* [WORK REQUEST]:
Give back, unchanged, the lines from the one containing "Where can the dry" to the end of the listing, inclusive of both.

*** Block opens ***

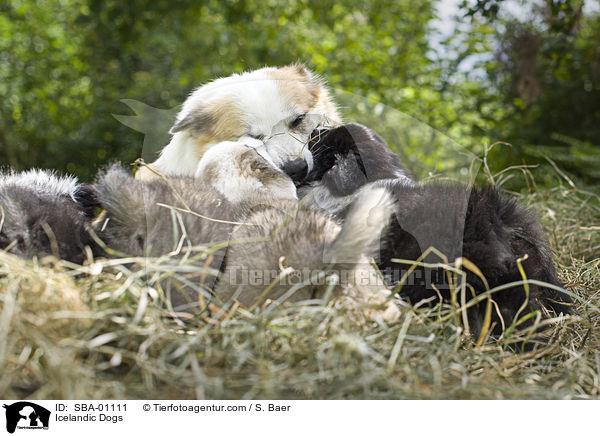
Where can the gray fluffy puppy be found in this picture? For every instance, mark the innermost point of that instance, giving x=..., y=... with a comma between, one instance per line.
x=270, y=245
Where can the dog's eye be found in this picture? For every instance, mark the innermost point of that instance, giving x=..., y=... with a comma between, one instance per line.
x=296, y=121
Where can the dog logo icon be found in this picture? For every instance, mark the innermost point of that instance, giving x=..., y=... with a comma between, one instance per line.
x=26, y=415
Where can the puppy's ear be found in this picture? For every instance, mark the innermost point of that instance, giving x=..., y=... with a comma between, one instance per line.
x=196, y=121
x=301, y=69
x=86, y=197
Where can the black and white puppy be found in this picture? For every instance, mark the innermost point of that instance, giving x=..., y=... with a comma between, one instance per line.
x=41, y=214
x=184, y=217
x=477, y=223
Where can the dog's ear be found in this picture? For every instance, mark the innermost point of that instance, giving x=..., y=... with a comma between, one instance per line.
x=196, y=121
x=86, y=198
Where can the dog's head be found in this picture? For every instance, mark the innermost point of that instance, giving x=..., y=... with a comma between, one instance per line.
x=279, y=106
x=348, y=157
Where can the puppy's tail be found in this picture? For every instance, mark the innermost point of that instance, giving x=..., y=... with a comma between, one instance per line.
x=362, y=228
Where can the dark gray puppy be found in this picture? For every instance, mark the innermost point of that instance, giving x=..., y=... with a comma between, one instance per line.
x=271, y=245
x=477, y=223
x=39, y=215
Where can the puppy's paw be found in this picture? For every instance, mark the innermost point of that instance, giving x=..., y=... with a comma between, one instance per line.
x=240, y=173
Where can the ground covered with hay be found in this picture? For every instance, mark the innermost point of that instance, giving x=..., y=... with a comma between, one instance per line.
x=101, y=331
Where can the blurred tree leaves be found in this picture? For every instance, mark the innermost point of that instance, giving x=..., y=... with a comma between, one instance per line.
x=66, y=65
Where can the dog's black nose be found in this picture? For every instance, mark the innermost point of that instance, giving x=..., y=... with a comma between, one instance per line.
x=296, y=169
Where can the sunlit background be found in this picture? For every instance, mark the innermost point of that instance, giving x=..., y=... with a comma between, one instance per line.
x=466, y=74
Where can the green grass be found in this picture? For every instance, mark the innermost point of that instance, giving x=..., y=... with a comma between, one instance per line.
x=101, y=331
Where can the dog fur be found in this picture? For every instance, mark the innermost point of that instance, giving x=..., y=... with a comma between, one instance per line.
x=282, y=235
x=477, y=223
x=273, y=110
x=40, y=215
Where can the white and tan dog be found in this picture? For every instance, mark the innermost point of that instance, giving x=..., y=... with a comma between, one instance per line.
x=271, y=110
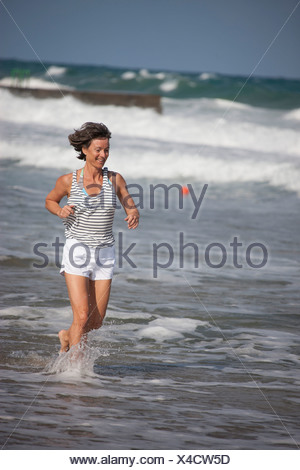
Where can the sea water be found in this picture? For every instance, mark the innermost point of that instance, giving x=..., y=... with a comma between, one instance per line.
x=200, y=346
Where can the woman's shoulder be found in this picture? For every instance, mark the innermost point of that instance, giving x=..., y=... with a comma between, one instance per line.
x=65, y=181
x=114, y=176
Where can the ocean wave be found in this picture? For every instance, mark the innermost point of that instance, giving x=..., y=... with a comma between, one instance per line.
x=33, y=82
x=193, y=140
x=56, y=70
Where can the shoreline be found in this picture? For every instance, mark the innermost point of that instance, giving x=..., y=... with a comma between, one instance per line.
x=127, y=99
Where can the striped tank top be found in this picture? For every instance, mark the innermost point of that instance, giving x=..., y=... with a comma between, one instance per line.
x=93, y=216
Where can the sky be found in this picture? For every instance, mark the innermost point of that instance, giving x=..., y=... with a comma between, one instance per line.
x=235, y=37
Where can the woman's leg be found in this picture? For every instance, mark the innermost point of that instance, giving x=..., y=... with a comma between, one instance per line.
x=89, y=301
x=78, y=289
x=99, y=292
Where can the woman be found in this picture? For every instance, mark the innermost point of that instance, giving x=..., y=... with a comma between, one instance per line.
x=89, y=256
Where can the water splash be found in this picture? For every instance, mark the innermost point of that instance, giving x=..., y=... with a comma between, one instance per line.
x=80, y=359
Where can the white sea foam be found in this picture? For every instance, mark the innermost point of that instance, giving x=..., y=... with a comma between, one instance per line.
x=56, y=70
x=170, y=85
x=207, y=76
x=146, y=74
x=163, y=329
x=33, y=82
x=128, y=75
x=205, y=140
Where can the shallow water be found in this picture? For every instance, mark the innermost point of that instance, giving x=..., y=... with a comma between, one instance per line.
x=195, y=358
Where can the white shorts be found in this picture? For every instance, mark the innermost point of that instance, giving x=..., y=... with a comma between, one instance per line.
x=81, y=260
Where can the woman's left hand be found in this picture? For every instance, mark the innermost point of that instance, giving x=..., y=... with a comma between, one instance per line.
x=132, y=221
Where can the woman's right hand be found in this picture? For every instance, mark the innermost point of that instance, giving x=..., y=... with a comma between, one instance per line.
x=65, y=211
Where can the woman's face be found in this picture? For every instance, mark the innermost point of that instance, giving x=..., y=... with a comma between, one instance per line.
x=97, y=153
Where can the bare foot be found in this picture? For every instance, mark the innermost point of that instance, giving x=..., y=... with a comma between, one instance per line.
x=64, y=340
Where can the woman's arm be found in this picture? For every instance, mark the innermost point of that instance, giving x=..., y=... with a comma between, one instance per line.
x=61, y=189
x=126, y=200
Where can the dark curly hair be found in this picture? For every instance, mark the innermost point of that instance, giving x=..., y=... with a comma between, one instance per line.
x=84, y=136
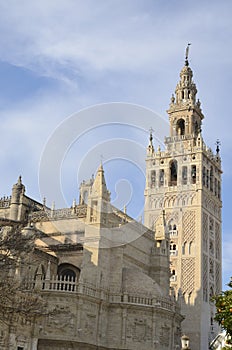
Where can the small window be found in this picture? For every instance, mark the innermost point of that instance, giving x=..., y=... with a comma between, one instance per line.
x=193, y=173
x=211, y=179
x=207, y=178
x=161, y=177
x=173, y=173
x=153, y=178
x=180, y=127
x=204, y=176
x=184, y=175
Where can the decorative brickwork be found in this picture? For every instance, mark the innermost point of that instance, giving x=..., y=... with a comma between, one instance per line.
x=189, y=226
x=188, y=275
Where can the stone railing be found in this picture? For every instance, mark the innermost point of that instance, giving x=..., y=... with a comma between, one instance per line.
x=5, y=202
x=65, y=284
x=58, y=214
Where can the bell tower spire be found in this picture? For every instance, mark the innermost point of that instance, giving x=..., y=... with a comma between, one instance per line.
x=185, y=113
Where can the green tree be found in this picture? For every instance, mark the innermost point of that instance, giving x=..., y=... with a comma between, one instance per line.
x=16, y=298
x=223, y=315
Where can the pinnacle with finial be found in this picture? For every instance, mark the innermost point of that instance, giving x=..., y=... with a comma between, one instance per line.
x=187, y=54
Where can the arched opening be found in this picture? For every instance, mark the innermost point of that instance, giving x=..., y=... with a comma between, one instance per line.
x=180, y=127
x=173, y=173
x=184, y=248
x=68, y=274
x=153, y=178
x=196, y=128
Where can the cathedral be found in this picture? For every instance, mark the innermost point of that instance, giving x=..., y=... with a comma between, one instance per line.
x=116, y=283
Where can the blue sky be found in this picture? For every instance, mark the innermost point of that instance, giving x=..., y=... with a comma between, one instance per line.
x=59, y=57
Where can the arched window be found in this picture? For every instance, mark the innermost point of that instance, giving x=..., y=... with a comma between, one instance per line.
x=180, y=127
x=184, y=175
x=191, y=248
x=161, y=177
x=173, y=248
x=193, y=173
x=184, y=248
x=67, y=274
x=172, y=229
x=211, y=178
x=173, y=173
x=153, y=178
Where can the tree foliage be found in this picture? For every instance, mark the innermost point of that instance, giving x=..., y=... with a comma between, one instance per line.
x=223, y=315
x=16, y=298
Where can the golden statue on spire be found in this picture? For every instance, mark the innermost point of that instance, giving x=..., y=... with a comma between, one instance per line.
x=187, y=53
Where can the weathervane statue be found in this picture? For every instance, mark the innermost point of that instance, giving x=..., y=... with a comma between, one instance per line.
x=186, y=54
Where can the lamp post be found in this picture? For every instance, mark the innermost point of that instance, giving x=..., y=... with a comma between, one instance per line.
x=185, y=343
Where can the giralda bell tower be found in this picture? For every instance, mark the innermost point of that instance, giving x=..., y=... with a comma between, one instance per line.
x=184, y=180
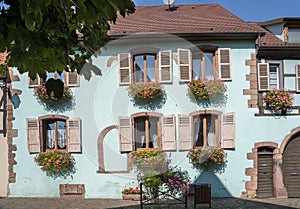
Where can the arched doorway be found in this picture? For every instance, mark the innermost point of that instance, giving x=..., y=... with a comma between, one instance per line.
x=291, y=166
x=265, y=186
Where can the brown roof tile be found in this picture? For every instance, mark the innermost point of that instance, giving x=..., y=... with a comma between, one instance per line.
x=197, y=18
x=271, y=40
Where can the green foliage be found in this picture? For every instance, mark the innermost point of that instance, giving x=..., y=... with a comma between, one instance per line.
x=56, y=163
x=41, y=34
x=207, y=158
x=279, y=99
x=206, y=89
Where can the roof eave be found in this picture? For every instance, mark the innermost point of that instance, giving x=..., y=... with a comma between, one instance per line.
x=208, y=36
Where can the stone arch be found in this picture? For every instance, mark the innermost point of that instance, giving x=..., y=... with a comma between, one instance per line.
x=101, y=150
x=288, y=138
x=251, y=186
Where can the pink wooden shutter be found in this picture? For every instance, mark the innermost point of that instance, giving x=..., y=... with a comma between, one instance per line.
x=184, y=64
x=298, y=78
x=263, y=76
x=185, y=139
x=34, y=83
x=168, y=133
x=224, y=64
x=74, y=135
x=33, y=135
x=125, y=133
x=165, y=66
x=72, y=78
x=228, y=130
x=124, y=61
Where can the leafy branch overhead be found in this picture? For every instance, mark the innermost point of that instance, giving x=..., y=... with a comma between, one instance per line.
x=49, y=35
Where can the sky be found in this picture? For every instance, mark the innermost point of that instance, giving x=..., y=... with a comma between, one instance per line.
x=247, y=10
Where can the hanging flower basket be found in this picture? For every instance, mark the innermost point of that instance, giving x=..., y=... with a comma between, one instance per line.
x=206, y=89
x=279, y=100
x=146, y=92
x=207, y=158
x=56, y=163
x=50, y=100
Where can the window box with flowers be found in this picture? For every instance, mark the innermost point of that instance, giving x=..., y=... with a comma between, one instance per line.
x=208, y=159
x=49, y=100
x=132, y=194
x=146, y=93
x=206, y=90
x=279, y=101
x=56, y=163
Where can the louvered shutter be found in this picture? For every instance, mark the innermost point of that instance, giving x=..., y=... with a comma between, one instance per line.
x=33, y=135
x=224, y=64
x=184, y=64
x=34, y=83
x=263, y=76
x=74, y=135
x=228, y=130
x=124, y=61
x=185, y=139
x=168, y=133
x=165, y=66
x=72, y=78
x=126, y=144
x=298, y=78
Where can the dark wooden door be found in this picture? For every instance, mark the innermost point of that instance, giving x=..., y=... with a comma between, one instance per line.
x=265, y=187
x=291, y=168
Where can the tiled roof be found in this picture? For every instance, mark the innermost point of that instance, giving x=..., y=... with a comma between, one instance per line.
x=185, y=19
x=271, y=40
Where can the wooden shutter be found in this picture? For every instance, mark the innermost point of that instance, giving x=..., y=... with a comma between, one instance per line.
x=185, y=139
x=165, y=66
x=74, y=135
x=224, y=64
x=126, y=144
x=298, y=78
x=124, y=61
x=33, y=135
x=228, y=130
x=263, y=76
x=168, y=133
x=184, y=64
x=34, y=83
x=72, y=78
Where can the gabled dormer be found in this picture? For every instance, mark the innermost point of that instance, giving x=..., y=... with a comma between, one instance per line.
x=285, y=28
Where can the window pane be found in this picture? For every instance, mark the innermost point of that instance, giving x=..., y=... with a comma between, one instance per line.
x=50, y=135
x=211, y=130
x=140, y=137
x=61, y=134
x=197, y=69
x=139, y=68
x=208, y=65
x=150, y=65
x=294, y=35
x=274, y=76
x=198, y=131
x=153, y=135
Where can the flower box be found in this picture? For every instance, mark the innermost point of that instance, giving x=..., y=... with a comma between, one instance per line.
x=206, y=89
x=134, y=197
x=146, y=92
x=278, y=100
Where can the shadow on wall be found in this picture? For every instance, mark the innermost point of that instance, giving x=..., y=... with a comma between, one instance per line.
x=217, y=187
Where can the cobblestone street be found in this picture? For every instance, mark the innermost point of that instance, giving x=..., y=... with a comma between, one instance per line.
x=219, y=203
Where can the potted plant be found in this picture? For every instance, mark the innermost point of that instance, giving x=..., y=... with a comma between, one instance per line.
x=206, y=89
x=131, y=193
x=211, y=158
x=145, y=92
x=279, y=100
x=56, y=163
x=50, y=100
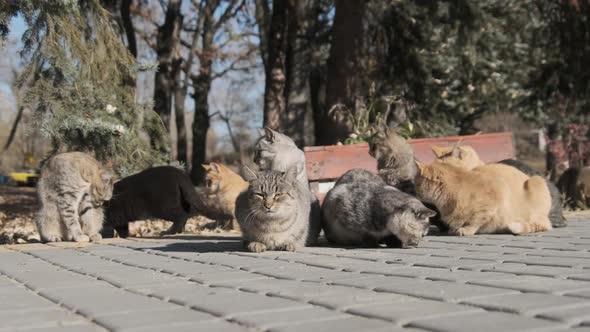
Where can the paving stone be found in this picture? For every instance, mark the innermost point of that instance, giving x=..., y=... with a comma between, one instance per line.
x=241, y=302
x=99, y=301
x=437, y=290
x=288, y=317
x=584, y=294
x=577, y=315
x=407, y=311
x=314, y=289
x=88, y=327
x=553, y=261
x=357, y=297
x=305, y=273
x=534, y=270
x=433, y=273
x=155, y=318
x=19, y=298
x=528, y=303
x=349, y=324
x=183, y=293
x=536, y=284
x=213, y=326
x=38, y=318
x=485, y=321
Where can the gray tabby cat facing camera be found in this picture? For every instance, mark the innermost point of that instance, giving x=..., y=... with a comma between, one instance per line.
x=274, y=213
x=362, y=209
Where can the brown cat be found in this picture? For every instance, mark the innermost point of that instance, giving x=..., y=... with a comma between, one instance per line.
x=466, y=157
x=223, y=186
x=488, y=199
x=462, y=156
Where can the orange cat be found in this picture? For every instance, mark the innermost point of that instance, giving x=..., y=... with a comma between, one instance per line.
x=491, y=198
x=222, y=189
x=463, y=156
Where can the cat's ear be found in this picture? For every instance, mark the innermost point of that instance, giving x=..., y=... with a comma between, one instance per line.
x=420, y=165
x=424, y=213
x=269, y=134
x=249, y=174
x=456, y=150
x=291, y=174
x=107, y=178
x=439, y=151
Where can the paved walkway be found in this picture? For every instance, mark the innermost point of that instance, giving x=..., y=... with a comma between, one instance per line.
x=483, y=283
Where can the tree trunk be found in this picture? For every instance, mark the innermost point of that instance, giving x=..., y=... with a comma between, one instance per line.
x=274, y=94
x=168, y=40
x=298, y=58
x=181, y=138
x=263, y=20
x=343, y=69
x=127, y=23
x=10, y=138
x=202, y=86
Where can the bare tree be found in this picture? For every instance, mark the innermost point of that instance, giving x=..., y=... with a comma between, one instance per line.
x=274, y=95
x=216, y=38
x=169, y=60
x=343, y=68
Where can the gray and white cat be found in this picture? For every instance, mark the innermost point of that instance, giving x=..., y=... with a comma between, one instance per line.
x=276, y=151
x=274, y=212
x=395, y=159
x=362, y=209
x=72, y=188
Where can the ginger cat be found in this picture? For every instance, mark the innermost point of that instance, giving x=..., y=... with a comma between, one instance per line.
x=222, y=189
x=467, y=158
x=489, y=199
x=463, y=156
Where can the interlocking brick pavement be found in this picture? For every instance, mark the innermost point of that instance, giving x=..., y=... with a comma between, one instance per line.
x=538, y=282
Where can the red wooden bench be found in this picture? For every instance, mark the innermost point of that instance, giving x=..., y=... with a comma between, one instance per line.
x=325, y=164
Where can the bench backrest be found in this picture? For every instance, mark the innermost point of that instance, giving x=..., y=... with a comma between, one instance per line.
x=325, y=164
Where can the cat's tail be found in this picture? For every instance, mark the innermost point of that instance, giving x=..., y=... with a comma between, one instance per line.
x=539, y=202
x=538, y=225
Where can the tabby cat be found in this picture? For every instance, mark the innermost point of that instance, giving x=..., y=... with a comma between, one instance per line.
x=276, y=151
x=163, y=192
x=72, y=188
x=467, y=158
x=274, y=213
x=492, y=198
x=362, y=209
x=395, y=159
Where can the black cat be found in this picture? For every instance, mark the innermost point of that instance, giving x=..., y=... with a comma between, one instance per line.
x=164, y=192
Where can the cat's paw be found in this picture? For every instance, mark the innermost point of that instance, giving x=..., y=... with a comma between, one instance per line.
x=289, y=247
x=81, y=238
x=96, y=237
x=256, y=247
x=411, y=243
x=51, y=238
x=465, y=231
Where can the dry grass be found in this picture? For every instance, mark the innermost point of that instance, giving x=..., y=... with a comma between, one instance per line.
x=18, y=206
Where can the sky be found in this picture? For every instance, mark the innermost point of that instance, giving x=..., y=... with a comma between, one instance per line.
x=250, y=93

*** Block closes ***

* [YOUR RESPONSE]:
Where can the dry grass be found in this picture? For every instance, mark the innermost point of that instance, giving x=..., y=... with a comma between, one instance per line.
x=18, y=206
Where can the sky be found in this picture? For every instance, mark the innermost point of that instance, giving x=..., y=... with a comma between, one instance per line.
x=250, y=93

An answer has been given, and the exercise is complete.